**Consignes de l'exercice:**
**A.** Répondez aux questions suivantes à partir de l'extrait sur la MINUSTAH :
(i) En quel lieu la réunion s'est-elle tenue ?
(ii) Par qui cette réunion était-elle organisée ?
(iii) Combien de points intéressants sont ressortis de cette réunion ?
**B.** Poursuivez la rédaction de l'extrait sur la MINUSTAH à la suite de sa dernière phrase.

Je suis allé tout récemment au siège de l'ONU à New York, à une réunion organisée par un groupe de réflexion espagnol qui avait pour but d'analyser les réalisations de MINUSTAH jusqu'à maintenant et ce qu'elle pourrait faire à l'avenir. Deux points intéressants sont ressortis de cette réunion qui méritent notre attention ici. Le premier, c'est ce que MINUSTAH a effectivement pu accomplir jusqu'à maintenant et ce que cela signifie pour l'avenir de l'hémisphère et pour les opérations futures de maintien de la paix dans l'hémisphère.

**Enregistrements présentés:**
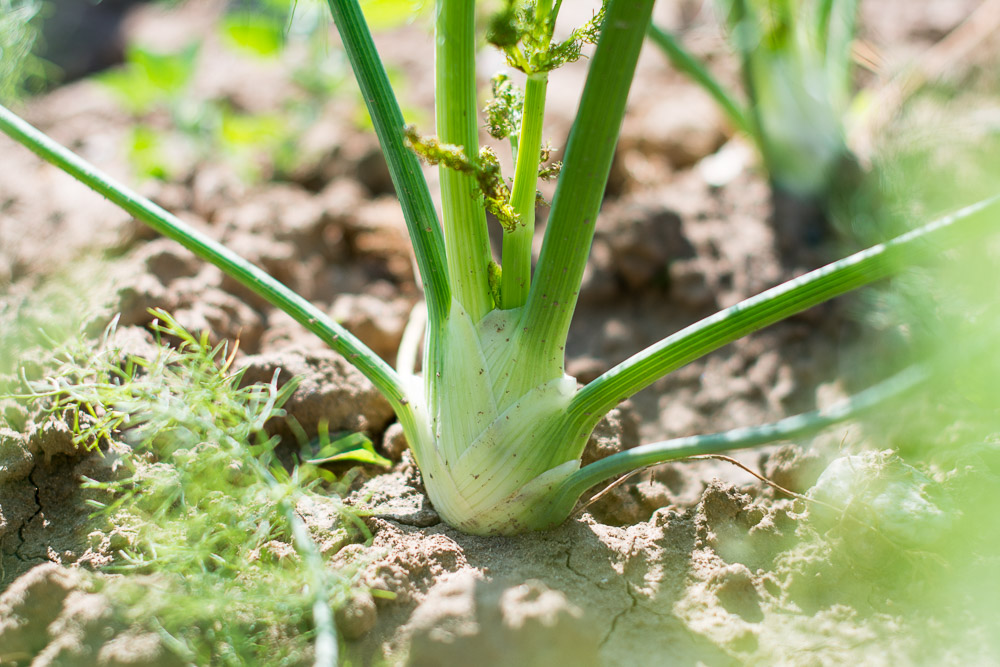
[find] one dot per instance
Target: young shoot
...
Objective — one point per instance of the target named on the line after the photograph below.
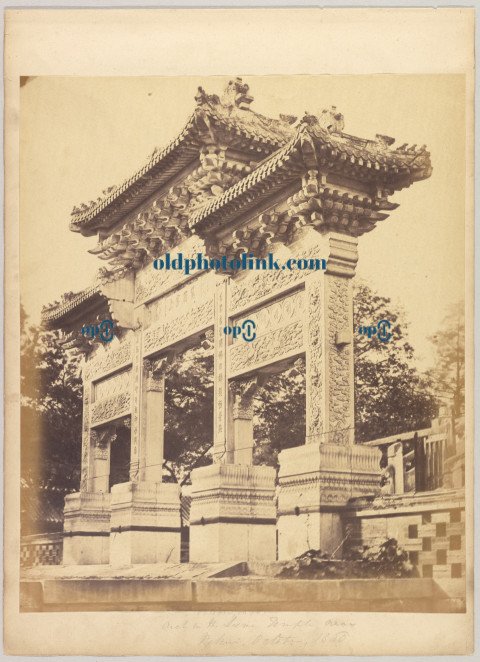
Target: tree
==
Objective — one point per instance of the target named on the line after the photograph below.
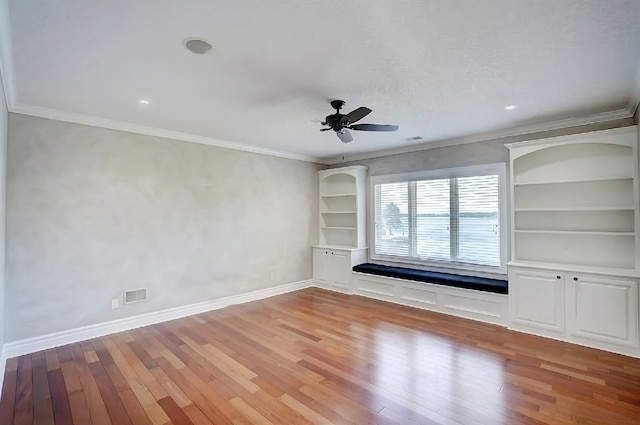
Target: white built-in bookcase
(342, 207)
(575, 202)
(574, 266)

**Résultats par tâche:**
**A.**
(i) Au siège de l'ONU à New York.
(ii) Par un groupe de réflexion espagnol.
(iii) Deux.

**B.**
Nous avons une mission à Haïti depuis plus de quatre ans maintenant, mission qui compte des milliers de soldats sur le terrain, qui sont essentiellement là pour une chose, soit faire la chasse à une poignée de gangs armés. Ce qui est considéré comme la principale composante des opérations traditionnelles de maintien de la paix, c.-à-d. donner la chasse aux insurgés et séparer les camps armés qui ont des objectifs politiques, a été accompli très rapidement à Haïti. La première mission, que nous avons appelée au Canada Opération Halo, des États-Unis, du Canada, du Chili et de la France, avait à toutes fins utiles réussi à désarmer les insurgés venus de l'autre côté de la frontière. Ce qu'il restait à faire dans les années qui ont suivi, c'était les activités policières nationales.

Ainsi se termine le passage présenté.